Текст для чтения:
:::

Перейти к содержанию Перейти к боковой панели Перейти к футеру

Гости из будущего. Как попса сожрала брежневский эллинизм

Как, возможно, знает читатель сайта “100 книг”, у меня есть склонность к такому постыдному удовольствию, как периодическое изучение годовых альбомов “Советское Фото”. Как-то раз это довело меня до написания эссе посвященного эксцентричной “Культуре-III”, восторжествовавшей в советской фотографии к 1977 году, придя на смену конструктивистской “Культуре-I” по Паперному, господствовавшей еще в 1971 году.

На сей раз, одной бессонной ночью, мое внимание привлекли альбомы 1973 и 1975 годов. Первый – год высшего внешнеполитического расцвета Советского Союза, когда дорого Леонида Ильича почти на равных приняли в высший клуб мировых лидеров – Никсон, Помпиду, Брандт.

Никсон сравнивал Брежнева по манерам с американским профсоюзным боссом, Помпиду приглашал ночевать в Фонтенбло, Брандт брал у него в Крыму напрокат плавки, а сам Леонид Ильич фотографируюясь для западных журналов воображал себя Аленом Делоном.

К 1975 эта идиллия свернулась. Никсона заставили уйти в отставку из-за Уотергейта. Помпиду внезапно умер. Брандт вынужден был уйти из-за шпиона Штази в его окружении – видимо ревнивый Хоннекер сознательно засветил своего агента, чтобы пресечь дружбу СССР и ФРГ к невыгоде ГДР. Но внешне Советский Союз именно в 1975 году был на коне – миссия “Союз-Аполлон”, Хельсинкское совещание, тогда выглядевшее как победа Брежнева, а на деле оказавшееся роковой ловушкой. Ну и, что тоже немаловажно, 1975 – год моего рождения.

Когда-то наше поколение звали “иксерами”, но оно оказалось настолько несчастным и неудачливым, что даже его идентичность не удержалась и теперь придурки-миллениалы обращаются к нам “ОК, бумер”. Я даже анекдот придумал: “Поймал иксер золотую рыбку и говорит ей: “Хочу, чтобы у меня всё было!”. Рыбка пыхтит, кряхтит, кипятит воду от натуги и отвечает: “Нет, мужик, у тебя ничего не было”. И во всем мире так, а по нам в России еще и персонально проехалась катастрофа 1990-х сожравшая всю “молодость” от первого и до последнего года.

Разумеется с тех пор нам крайне интересно, что же такое случилось с нашим уютным брежневским миром, что он пошел под откос. Нет, конечно системные проблемы СССР хорошо известны. Причиной краха СССР было создание СССР [на месте исторической России]. Кровавый русофобский атеистический режим, строившийся на лжи и безумной заемной утопии, на словах грозивший Западу Мировой Революцией, а на деле служивший ручной собачкой западному левому глобализму – не мог не рухнуть, должен был рухнуть.

Но вот беда. Он должен был рухнуть и в 1920-е, и в 1930-е, и в 1950-е. От Кутепова до Ильина и от Солоневича до Солженицына множество умнейших русских людей ждали, что он вот-вот рухнет. Но, все-таки. он не рухнул, затянувшись до того момента, когда в эмиграции и в самой подсоветчине уже не осталось людей, которые могли бы вернуться и протянуть ниточки к былой России. Почему же он не рухнул?

:::

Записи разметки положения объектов
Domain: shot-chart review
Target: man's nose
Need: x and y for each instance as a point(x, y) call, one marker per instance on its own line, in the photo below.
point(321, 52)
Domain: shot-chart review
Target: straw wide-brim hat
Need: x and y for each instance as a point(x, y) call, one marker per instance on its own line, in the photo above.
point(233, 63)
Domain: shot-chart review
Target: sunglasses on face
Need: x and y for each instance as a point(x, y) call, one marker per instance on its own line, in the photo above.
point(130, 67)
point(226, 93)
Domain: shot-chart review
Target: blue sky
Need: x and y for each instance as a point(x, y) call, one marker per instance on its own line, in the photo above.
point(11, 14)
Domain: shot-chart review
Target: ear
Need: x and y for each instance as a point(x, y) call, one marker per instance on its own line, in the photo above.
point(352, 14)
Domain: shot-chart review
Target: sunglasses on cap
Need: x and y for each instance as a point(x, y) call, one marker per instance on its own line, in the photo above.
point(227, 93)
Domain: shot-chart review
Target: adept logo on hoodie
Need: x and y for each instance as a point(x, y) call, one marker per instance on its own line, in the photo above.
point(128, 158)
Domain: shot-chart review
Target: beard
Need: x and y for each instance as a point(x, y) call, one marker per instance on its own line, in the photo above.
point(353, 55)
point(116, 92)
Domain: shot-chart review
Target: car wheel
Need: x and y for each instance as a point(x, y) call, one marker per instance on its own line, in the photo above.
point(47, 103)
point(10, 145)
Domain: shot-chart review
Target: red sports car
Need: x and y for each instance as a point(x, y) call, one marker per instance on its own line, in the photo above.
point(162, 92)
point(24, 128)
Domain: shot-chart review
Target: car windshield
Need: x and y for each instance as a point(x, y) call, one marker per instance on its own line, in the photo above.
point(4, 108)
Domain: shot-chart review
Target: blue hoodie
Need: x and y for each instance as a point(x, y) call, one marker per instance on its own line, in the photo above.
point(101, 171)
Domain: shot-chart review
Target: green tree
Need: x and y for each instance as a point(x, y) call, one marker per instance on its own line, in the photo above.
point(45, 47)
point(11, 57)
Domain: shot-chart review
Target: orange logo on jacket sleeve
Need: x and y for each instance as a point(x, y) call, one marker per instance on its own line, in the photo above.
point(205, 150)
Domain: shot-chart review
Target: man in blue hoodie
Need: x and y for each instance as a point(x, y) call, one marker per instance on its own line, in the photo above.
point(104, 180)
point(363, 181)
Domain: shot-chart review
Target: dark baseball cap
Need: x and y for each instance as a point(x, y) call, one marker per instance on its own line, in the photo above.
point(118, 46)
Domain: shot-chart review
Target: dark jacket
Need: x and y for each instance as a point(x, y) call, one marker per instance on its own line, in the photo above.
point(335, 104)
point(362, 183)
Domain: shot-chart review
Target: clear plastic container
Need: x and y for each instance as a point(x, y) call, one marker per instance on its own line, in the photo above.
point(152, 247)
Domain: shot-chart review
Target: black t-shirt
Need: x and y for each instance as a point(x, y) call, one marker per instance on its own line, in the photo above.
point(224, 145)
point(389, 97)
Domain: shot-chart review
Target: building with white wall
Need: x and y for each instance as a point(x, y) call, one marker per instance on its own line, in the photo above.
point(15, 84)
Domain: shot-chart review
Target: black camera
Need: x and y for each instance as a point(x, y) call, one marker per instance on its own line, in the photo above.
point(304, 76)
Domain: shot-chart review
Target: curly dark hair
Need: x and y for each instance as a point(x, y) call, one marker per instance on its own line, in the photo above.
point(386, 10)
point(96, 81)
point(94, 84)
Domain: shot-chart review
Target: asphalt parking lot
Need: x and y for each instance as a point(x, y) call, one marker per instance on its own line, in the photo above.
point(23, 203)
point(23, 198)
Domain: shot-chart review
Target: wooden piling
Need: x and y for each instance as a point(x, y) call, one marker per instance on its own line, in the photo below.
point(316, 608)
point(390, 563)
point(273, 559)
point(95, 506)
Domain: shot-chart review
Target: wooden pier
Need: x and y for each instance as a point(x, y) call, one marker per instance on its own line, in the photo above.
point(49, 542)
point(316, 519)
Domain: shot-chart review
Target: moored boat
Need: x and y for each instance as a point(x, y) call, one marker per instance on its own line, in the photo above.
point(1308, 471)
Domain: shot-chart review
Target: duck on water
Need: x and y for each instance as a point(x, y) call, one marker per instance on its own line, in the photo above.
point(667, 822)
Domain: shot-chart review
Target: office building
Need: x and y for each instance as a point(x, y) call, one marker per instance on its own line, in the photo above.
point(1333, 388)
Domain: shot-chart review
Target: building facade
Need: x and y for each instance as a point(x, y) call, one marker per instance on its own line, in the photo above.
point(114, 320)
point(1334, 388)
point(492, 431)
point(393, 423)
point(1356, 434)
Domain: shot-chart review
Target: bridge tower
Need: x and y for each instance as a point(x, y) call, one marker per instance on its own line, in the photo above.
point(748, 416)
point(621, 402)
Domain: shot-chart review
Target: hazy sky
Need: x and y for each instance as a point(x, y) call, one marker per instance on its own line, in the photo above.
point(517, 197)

:::

Письменное задание A:
Ответьте на вопросы по тексту о брежневской эпохе, обозначив ответы так же, как вопросы:
(i) Альбомы каких двух годов привлекли внимание автора одной бессонной ночью?
(ii) С кем Никсон сравнивал Брежнева по манерам?
(iii) Как, по словам автора, теперь обращаются к его поколению миллениалы?
Письменное задание B:
Выведите без изменений фрагмент текста о брежневской эпохе от слов «Гости из будущего.» до слов «Никсон, Помпиду, Брандт.».
Письменное задание C:
Изложите содержание текста о брежневской эпохе в двух предложениях.

Полное решение A:
(i) Альбомы 1973 и 1975 годов.
(ii) С американским профсоюзным боссом.
(iii) «ОК, бумер».

Полное решение B:
Гости из будущего. Как попса сожрала брежневский эллинизм

Как, возможно, знает читатель сайта “100 книг”, у меня есть склонность к такому постыдному удовольствию, как периодическое изучение годовых альбомов “Советское Фото”. Как-то раз это довело меня до написания эссе посвященного эксцентричной “Культуре-III”, восторжествовавшей в советской фотографии к 1977 году, придя на смену конструктивистской “Культуре-I” по Паперному, господствовавшей еще в 1971 году.

На сей раз, одной бессонной ночью, мое внимание привлекли альбомы 1973 и 1975 годов. Первый – год высшего внешнеполитического расцвета Советского Союза, когда дорого Леонида Ильича почти на равных приняли в высший клуб мировых лидеров – Никсон, Помпиду, Брандт.

Полное решение C:
Просматривая альбомы «Советское Фото» за 1973 и 1975 годы, автор вспоминает внешнеполитический расцвет СССР в 1973 году и распад той идиллии к 1975 году, когда Советский Союз, несмотря на это, внешне был на коне. Далее в тексте говорится о несчастливой судьбе поколения «иксеров» и ставится вопрос, почему советский режим, который, по мнению автора, должен был рухнуть еще в 1920-е, 1930-е и 1950-е годы, так и не рухнул.